Find each line in the rows below that contains the string "metal", and copy those lines out. Case counts, so only matches with identical capitalization qualify.
==== RECORDS FOR THIS EXERCISE
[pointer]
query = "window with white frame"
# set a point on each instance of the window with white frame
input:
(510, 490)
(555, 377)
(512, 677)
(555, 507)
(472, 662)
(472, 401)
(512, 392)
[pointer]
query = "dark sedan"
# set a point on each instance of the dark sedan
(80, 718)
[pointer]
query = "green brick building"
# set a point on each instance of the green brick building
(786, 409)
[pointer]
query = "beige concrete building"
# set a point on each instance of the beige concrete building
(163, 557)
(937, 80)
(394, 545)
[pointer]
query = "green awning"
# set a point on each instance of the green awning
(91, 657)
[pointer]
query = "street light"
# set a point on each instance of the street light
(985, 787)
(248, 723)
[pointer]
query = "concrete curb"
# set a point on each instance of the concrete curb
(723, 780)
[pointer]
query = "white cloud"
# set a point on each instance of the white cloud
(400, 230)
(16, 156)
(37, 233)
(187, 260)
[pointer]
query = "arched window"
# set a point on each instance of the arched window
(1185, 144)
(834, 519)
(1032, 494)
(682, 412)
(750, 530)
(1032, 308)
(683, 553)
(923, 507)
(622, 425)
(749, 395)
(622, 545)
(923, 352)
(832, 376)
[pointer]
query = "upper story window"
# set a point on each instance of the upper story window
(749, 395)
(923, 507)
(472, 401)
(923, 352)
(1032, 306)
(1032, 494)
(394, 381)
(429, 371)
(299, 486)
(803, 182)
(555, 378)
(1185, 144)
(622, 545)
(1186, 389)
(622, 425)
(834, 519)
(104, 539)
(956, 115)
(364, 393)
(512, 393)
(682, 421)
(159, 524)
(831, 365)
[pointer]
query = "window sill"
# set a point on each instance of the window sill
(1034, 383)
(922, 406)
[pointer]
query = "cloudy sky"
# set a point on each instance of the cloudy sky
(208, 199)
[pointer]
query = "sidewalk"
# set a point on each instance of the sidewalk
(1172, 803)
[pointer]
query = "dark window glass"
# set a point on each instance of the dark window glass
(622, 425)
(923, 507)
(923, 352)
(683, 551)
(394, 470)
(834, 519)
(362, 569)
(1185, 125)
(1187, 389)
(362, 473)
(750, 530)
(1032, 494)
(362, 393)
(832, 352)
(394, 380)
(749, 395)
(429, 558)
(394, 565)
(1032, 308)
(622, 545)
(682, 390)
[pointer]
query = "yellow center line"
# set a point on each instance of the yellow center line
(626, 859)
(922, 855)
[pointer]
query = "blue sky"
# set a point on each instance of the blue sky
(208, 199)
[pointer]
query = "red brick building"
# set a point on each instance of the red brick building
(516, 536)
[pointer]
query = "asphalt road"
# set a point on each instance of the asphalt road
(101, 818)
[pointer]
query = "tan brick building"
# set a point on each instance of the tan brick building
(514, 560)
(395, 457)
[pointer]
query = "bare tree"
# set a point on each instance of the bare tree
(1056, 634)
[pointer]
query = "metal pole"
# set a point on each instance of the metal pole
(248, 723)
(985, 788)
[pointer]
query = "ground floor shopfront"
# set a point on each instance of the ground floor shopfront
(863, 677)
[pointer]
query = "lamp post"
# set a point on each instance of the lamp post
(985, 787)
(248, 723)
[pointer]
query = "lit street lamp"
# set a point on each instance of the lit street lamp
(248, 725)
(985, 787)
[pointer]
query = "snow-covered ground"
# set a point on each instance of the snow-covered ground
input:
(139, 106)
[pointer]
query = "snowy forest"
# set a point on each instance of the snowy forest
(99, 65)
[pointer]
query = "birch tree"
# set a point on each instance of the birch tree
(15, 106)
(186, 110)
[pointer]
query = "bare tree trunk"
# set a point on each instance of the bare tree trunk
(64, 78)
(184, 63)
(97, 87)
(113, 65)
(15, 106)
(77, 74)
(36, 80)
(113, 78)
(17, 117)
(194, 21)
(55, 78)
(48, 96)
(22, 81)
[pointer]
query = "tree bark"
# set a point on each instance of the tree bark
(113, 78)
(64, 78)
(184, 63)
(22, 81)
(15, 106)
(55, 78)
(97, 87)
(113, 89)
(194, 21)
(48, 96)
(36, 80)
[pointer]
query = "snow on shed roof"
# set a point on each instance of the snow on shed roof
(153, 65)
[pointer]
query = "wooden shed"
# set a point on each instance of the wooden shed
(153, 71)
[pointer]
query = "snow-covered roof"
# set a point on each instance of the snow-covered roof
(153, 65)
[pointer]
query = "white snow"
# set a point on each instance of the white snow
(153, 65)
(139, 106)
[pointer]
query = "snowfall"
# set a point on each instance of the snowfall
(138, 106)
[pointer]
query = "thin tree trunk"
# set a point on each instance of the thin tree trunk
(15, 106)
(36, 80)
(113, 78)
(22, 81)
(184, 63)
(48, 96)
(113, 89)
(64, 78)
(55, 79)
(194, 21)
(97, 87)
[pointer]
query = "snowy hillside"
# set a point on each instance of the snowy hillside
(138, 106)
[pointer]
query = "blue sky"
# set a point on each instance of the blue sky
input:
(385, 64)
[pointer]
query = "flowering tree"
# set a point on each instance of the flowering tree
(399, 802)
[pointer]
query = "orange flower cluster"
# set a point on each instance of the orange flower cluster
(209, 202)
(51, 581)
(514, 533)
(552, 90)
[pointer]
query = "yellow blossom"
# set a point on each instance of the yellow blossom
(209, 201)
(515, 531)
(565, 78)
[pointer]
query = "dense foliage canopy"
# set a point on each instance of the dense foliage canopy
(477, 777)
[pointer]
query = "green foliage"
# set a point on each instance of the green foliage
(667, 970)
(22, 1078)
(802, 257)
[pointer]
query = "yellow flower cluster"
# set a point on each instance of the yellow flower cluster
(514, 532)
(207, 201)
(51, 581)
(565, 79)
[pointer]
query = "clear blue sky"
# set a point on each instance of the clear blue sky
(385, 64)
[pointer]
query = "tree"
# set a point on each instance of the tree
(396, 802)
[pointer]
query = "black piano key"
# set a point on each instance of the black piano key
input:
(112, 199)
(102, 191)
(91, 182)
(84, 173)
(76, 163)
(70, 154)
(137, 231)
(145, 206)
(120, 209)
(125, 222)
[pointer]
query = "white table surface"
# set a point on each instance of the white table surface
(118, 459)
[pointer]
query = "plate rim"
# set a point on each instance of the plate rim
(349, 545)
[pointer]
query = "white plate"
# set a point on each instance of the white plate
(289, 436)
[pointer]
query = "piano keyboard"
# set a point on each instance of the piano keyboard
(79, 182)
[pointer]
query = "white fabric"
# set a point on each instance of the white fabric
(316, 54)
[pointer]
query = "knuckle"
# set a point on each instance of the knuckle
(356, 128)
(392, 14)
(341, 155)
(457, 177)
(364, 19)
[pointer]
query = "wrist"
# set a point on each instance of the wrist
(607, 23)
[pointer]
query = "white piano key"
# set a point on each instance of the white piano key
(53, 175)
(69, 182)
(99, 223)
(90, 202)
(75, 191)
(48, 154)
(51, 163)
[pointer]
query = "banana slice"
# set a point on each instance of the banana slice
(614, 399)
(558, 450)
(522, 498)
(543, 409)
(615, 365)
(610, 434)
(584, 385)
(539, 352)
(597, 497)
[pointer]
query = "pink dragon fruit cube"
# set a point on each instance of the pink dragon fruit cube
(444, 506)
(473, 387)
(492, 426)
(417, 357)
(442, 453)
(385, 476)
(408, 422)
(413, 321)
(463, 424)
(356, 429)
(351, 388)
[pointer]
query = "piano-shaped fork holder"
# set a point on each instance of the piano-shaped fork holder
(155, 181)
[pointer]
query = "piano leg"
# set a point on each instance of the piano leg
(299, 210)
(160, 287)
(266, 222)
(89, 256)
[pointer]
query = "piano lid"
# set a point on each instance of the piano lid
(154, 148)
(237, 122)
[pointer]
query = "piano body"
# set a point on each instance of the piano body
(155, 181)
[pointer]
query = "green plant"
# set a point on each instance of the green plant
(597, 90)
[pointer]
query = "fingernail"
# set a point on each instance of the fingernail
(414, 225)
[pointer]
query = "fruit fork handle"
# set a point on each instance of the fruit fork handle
========
* [OUTPUT BELOW]:
query = "metal pole"
# set a point on each instance of the metal pole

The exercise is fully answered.